TRAVAIL À FAIRE>
(1) Dans la critique du film, quelle actrice joue l'infirmière en chef, Mlle Ratched ?
(2) Restituez à l'identique le passage de la critique du film qui commence par « D’autant plus vu » et s'achève sur « connais pas l’acteur. ».
(3) Reprenez la rédaction de la critique du film à la suite de sa dernière phrase.

TEXTE À LIRE>
********

Ce film c’est des personnages, ce n’est pas une intrigue. C’est comme ça que j’aurai tendance à le résumer. On suit Randle McMurphy, un homme transféré de la prison à l’hôpital psychiatrique par précaution pour laisser le temps aux médecins de statuer sur son cas, car il est soupçonné de simuler la folie. Jack Nicholson franchement : Quoi de mieux que ce dernier pour jouer un doux dingue ? Son arrivée et son attitude contestataire vont bouleverser le quotidien bien huilé des pensionnaires.


Il va essayer de transgresser les règles de l’infirmière en chef, Mlle Ratched, jouée par Louise Fletcher. Et je dois dire que c’est, sans problème, le personnage que je préfère dans ce film. Jack Nicholson est certes bigrement bon et je parlerai d’ici peu des autres patients, mais… Louise Fletcher parvient à faire passer tant de choses en un regard. Son visage restera gravé dans la mémoire de tout spectateur. Elle a une maitrise effroyable d'elle-même et malgré l’influence grandissante de McMurphy sur les autres pensionnaires, elle le désarme par son calme. L’équivoque reste entière : Sait-elle que Murphy simule la folie ? Veut-elle l’aider ou le briser ? Et a en tout cas une terrible autorité naturelle et en même temps cette ombre de sourire qui la rend irritante et place le spectateur du côté de Murphy.


D’autant plus vu ce qu’il promet, envers et contre tout, aux autres pensionnaires : La liberté. Le cadre de l’institution restreint naturellement l’espoir, mais il va faire bouger les choses dans cet environnement liberticide. Et jugez plutôt le casting des autres patients : Danny de Vito qui affiche un sourire béat en toutes circonstances, Vincent Schiavelli qu’on reconnait d’emblée à son fameux regard qui exprime la pure mélancolie même quand il rit, Christopher Lloyd incroyablement sobre comparé à la plupart de ses rôles connus, Brad Dourif, le petit jeunot de la bande pour lequel on éprouvera forcément de l’empathie à un moment donné. Sans oublier le personnage silencieux et pourtant crucial du Grand Chef. J’avoue cependant que je ne connais pas l’acteur.

********

DONNÉES ENREGISTRÉES>

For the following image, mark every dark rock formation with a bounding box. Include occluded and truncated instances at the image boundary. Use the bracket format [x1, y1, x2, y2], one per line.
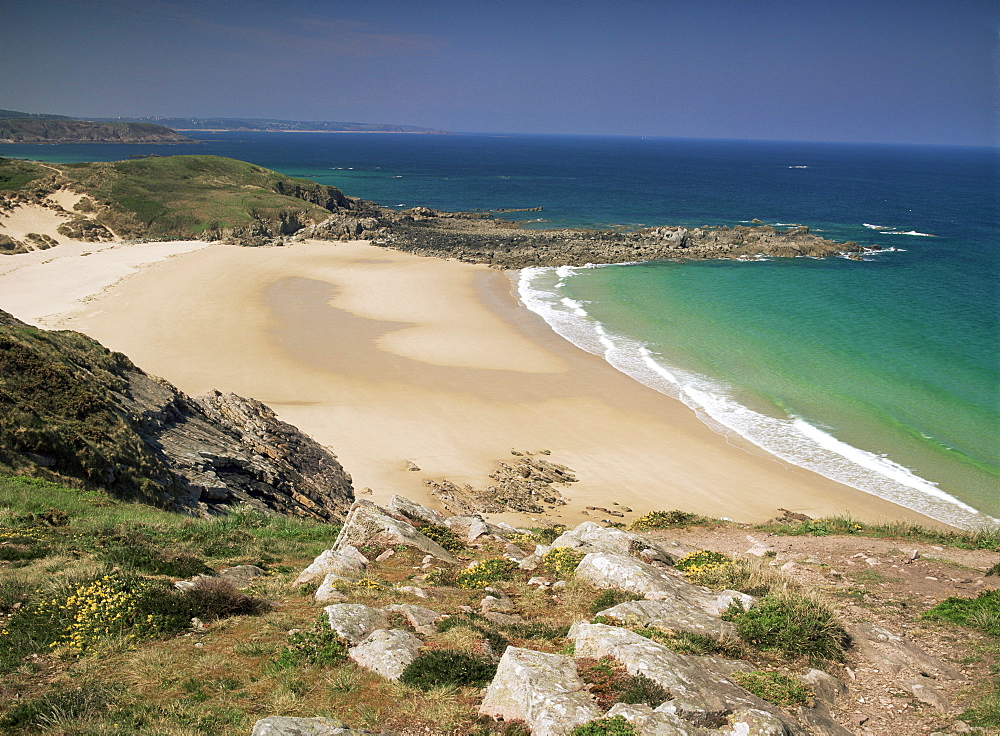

********

RÉPONSES AUX CONSIGNES>
(1) Louise Fletcher.

(2)
D’autant plus vu ce qu’il promet, envers et contre tout, aux autres pensionnaires : La liberté. Le cadre de l’institution restreint naturellement l’espoir, mais il va faire bouger les choses dans cet environnement liberticide. Et jugez plutôt le casting des autres patients : Danny de Vito qui affiche un sourire béat en toutes circonstances, Vincent Schiavelli qu’on reconnait d’emblée à son fameux regard qui exprime la pure mélancolie même quand il rit, Christopher Lloyd incroyablement sobre comparé à la plupart de ses rôles connus, Brad Dourif, le petit jeunot de la bande pour lequel on éprouvera forcément de l’empathie à un moment donné. Sans oublier le personnage silencieux et pourtant crucial du Grand Chef. J’avoue cependant que je ne connais pas l’acteur.

(3)
Les scènes de thérapie de groupe sont parmi les meilleures du film, elles permettent à chacun d’exprimer son talent, avec un personnage plus ou moins extraverti, l’infirmière Ratched jouant le rôle d’arbitre, dont l’impartialité est sans cesse remise en cause par McMurphy, surtout à mesure qu’il s’attache sincèrement aux autres patients. Il parvient même à emmener ces derniers durant quelques heures pour une escapade en bateau, la seule scène en dehors du centre. Un break de liberté, qui casse la routine des pensionnaires et montre que McMurphy n’est pas qu’un gueulard égoïste.


Un des messages du film est le gros plan sur la condition des patients. Ils plient tous devant l’infirmière Ratched et son cadre résolument routinier. Tout en affirmant que bouleverser trop brusquement des habitudes puisse être néfaste pour l’équilibre des patients, elle semble surtout installer un climat qui finit par les résigner à une existence morne. A tel point que de leur côté on peut avoir des doutes sur leur véritable « folie », après tout ils étaient là avant Murphy et donc avant le spectateur, cette manière de faire les a-t-elle vraiment fait progresser ? Et du côté de Ratched, le doute subsiste également de ce côté-là : Fait-elle preuve d’un zèle excessif concernant le bien être des patients ou jouit-elle surtout de son petit diktat ?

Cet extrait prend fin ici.